### Exercise task
Reproduce the listing below from the line with "Can you tell me where the wooden" to the line with "291,211 -> 329,243", including the request. Shift each coordinate in the answers by adding 30.

### Material shown
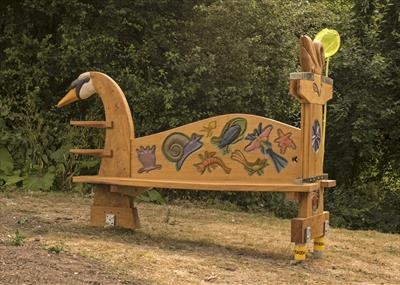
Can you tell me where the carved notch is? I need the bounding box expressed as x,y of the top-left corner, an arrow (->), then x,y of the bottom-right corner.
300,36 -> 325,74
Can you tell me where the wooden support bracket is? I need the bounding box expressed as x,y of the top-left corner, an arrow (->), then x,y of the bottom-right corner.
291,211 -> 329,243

--

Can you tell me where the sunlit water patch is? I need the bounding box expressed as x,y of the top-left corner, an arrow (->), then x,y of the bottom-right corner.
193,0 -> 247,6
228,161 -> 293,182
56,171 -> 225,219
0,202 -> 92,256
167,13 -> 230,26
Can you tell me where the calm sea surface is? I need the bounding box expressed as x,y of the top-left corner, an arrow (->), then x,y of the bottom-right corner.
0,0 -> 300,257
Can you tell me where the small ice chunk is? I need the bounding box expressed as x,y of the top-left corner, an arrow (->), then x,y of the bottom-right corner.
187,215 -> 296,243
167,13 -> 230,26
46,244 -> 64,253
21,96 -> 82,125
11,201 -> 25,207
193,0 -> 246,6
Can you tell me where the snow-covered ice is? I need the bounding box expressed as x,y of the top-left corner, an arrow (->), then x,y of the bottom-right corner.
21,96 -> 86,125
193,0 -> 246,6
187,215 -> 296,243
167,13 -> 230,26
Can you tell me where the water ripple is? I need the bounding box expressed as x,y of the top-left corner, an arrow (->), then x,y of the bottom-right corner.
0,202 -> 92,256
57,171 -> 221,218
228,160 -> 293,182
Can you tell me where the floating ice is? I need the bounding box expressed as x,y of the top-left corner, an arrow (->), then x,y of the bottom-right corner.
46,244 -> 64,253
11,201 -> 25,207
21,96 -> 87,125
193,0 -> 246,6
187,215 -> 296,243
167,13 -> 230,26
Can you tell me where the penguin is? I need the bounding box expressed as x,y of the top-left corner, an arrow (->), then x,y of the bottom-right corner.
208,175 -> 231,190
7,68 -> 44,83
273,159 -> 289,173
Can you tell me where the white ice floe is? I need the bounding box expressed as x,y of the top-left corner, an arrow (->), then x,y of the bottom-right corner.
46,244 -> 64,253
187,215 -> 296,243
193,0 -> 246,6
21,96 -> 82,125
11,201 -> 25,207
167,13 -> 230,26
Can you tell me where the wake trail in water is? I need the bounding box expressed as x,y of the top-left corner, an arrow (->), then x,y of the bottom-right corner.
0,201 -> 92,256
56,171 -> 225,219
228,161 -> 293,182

### Complete output
Can you tell me where the wooden support bracket is? I need the bounding box expressed as x,y of the top-left corner, an arrow (->), then x,y of the bottom-right corner.
321,241 -> 359,273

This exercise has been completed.